*** Data to examine Section Begins ***
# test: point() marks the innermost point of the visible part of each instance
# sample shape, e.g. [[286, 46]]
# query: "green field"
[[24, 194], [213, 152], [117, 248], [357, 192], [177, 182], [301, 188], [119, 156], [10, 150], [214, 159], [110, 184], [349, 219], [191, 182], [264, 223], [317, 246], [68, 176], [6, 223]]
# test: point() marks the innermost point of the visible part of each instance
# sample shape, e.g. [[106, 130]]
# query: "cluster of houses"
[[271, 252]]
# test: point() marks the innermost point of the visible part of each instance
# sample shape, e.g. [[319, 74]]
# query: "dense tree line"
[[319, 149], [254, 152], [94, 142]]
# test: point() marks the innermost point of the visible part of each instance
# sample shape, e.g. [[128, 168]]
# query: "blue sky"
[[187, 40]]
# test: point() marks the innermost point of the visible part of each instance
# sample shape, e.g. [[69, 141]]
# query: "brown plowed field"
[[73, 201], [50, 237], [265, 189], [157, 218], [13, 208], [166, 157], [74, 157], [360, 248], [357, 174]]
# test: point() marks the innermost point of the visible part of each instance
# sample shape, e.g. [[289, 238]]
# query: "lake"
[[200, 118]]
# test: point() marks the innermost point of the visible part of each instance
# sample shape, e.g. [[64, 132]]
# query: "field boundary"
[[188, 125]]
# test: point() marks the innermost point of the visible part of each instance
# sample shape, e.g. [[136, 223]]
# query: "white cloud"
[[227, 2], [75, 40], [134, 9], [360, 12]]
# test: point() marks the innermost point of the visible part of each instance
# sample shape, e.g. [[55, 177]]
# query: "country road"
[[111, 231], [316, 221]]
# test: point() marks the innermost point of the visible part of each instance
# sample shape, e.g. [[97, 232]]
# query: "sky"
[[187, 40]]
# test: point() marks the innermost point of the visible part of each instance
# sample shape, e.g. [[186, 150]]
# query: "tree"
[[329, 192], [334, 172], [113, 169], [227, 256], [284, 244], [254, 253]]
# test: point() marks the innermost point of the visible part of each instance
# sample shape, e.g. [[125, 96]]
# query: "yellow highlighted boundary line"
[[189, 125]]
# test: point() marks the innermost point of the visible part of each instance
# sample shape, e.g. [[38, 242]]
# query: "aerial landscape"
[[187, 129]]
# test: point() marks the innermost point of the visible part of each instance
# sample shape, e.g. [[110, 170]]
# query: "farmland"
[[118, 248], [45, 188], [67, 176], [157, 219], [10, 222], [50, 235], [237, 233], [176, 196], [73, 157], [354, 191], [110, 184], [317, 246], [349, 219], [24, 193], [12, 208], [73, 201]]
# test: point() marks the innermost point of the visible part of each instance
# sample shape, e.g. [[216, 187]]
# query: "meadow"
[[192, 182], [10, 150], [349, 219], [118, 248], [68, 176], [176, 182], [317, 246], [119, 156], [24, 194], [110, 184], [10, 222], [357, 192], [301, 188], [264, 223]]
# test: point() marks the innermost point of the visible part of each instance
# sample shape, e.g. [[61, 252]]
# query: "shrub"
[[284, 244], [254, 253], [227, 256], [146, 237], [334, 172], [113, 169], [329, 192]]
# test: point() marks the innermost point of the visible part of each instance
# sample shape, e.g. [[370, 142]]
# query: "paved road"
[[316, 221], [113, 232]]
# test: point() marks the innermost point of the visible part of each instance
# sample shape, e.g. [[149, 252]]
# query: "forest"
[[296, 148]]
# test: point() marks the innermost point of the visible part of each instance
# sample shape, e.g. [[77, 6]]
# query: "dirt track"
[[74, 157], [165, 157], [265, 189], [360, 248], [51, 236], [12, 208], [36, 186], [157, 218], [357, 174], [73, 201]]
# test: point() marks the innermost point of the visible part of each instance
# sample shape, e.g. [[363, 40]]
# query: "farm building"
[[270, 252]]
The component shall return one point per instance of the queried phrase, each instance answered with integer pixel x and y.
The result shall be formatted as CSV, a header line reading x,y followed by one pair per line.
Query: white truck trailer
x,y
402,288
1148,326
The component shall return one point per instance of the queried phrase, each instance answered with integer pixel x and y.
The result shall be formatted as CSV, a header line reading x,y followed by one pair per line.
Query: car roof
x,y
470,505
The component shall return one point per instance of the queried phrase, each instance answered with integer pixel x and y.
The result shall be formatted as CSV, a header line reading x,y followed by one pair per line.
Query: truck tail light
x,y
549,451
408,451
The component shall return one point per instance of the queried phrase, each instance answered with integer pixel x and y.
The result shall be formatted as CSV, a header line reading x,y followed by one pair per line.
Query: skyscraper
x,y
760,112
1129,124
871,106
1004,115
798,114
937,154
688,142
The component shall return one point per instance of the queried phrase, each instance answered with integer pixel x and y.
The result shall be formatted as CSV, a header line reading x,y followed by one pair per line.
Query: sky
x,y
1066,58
*** Data to examine Section Ends ***
## Problem to solve:
Exactly as they appear above, transcribe the records in full.

## Reply:
# test: point() marks the innermost point of the visible part of each instance
# sample shape, e.g. [[286, 46]]
# query: "green field"
[[24, 194], [213, 152], [117, 248], [357, 192], [177, 182], [301, 188], [119, 156], [10, 150], [214, 159], [110, 184], [349, 219], [191, 182], [264, 223], [317, 246], [68, 176], [6, 223]]
# test: point() marks the innermost point of the visible part of each instance
# sample shape, e.g. [[106, 130]]
# query: "cluster of houses"
[[271, 252]]
# test: point() marks the innermost point of the visible part of each instance
# sample shape, e.g. [[319, 74]]
# query: "dense tree line"
[[319, 149], [254, 152], [94, 142]]
# test: point() marks the innermost point of the visible part of each instance
# sample shape, e.g. [[128, 168]]
# query: "blue sky"
[[187, 40]]
# test: point() marks the innermost point of the visible part of each instance
# sample shape, e.g. [[69, 141]]
# query: "brown plowed field"
[[73, 201], [50, 237], [265, 189], [157, 218], [13, 208], [166, 157], [74, 157], [360, 248], [357, 174]]
# test: point() marks the innermost point of the visible part of each instance
# sample shape, e.g. [[289, 238]]
# query: "lake"
[[200, 118]]
# test: point() marks the innermost point of the visible part of each instance
# sample shape, e.g. [[64, 132]]
# query: "field boundary"
[[188, 125]]
# test: point() marks the innermost point of the visible part of each instance
# sample shape, e.g. [[136, 223]]
# query: "white cloud"
[[227, 2], [75, 40], [134, 9], [360, 12]]
# test: point() marks the innermost point of the visible part of each instance
# sample shape, e.g. [[55, 177]]
# query: "country road"
[[111, 231], [316, 221]]
# test: point() marks the innermost point of the visible part of each instance
# sample shape, e.g. [[97, 232]]
# query: "sky"
[[187, 40]]
# test: point() marks the innermost point of the visible part of each instance
# sample shape, e.g. [[186, 150]]
# query: "tree"
[[329, 192], [334, 172], [113, 169], [227, 256], [284, 244], [254, 253]]
# test: point() marks the innermost point of the visible part of each instance
# sample shape, e.g. [[125, 96]]
# query: "yellow highlighted boundary line"
[[189, 125]]
# test: point() marks the innermost point of the visible part of each instance
# sample shape, e.g. [[38, 242]]
# query: "aerial landscape"
[[187, 129]]
# test: point() marks the innermost point of the visible part of each instance
# sample shape, e.g. [[110, 170]]
# query: "farmland"
[[118, 248], [45, 188], [67, 176], [157, 219], [10, 222], [50, 235], [237, 233], [176, 196], [73, 157], [354, 191], [110, 184], [317, 246], [349, 219], [24, 193], [12, 208], [73, 201]]
# test: point() marks the innermost point of the visible part of each instance
# sample shape, e.g. [[216, 187]]
# query: "meadow"
[[192, 182], [10, 150], [349, 219], [118, 248], [68, 176], [176, 182], [317, 246], [119, 156], [24, 194], [110, 184], [10, 222], [357, 192], [301, 188], [264, 223]]
# test: point() marks the innermost point of the visible part of each instance
# sample shape, e.g. [[61, 252]]
# query: "shrub"
[[284, 244], [254, 253], [227, 256], [146, 237], [334, 172], [113, 169], [329, 192]]
# test: point() marks the innermost point of the visible part of each instance
# sample shape, e.g. [[370, 142]]
# query: "paved road"
[[316, 221], [113, 232]]
# test: point() marks the innermost point of the visible part of each instance
# sample shape, e.g. [[149, 252]]
# query: "forest"
[[296, 148]]
# test: point() marks the innermost point of the visible part of each instance
# sample shape, e.g. [[77, 6]]
# query: "dirt track"
[[74, 157], [165, 157], [265, 189], [360, 248], [51, 236], [12, 208], [36, 186], [157, 218], [357, 174], [73, 201]]
# test: point() marks the innermost point of the visible part of each instance
# sample shape, e.g. [[363, 40]]
# query: "farm building"
[[270, 252]]
The component shall return one point per instance of the queried phrase, each instance answered with integer pixel x and y.
The result shall be formatted as CSV, a header line reading x,y followed by one pair per line.
Query: white truck trailer
x,y
402,288
1148,326
The component shall return one point per instance of the queried phrase, each instance answered with integer pixel x and y.
The result shall be formatted as CSV, a header line reading x,y followed by one pair per line.
Query: car roof
x,y
470,505
The component shall return one point per instance of the queried phrase, each instance answered with integer pixel x and y.
The result shall be formatted as CSV, a header line reading x,y followed by one pair per line.
Query: truck tail light
x,y
549,451
408,451
The component shall return one point per instance of the queried phrase, each instance answered with integer pixel x and y.
The result shall be formatted as CSV, a header line reading x,y followed by one pair per line.
Query: skyscraper
x,y
760,112
1129,124
871,106
1004,115
798,114
937,154
688,142
The component shall return one point per instance of the queried phrase, each instance answered with integer pixel x and y.
The result shall be formatted as CSV, a header line reading x,y followed by one pair per line.
Query: sky
x,y
1066,58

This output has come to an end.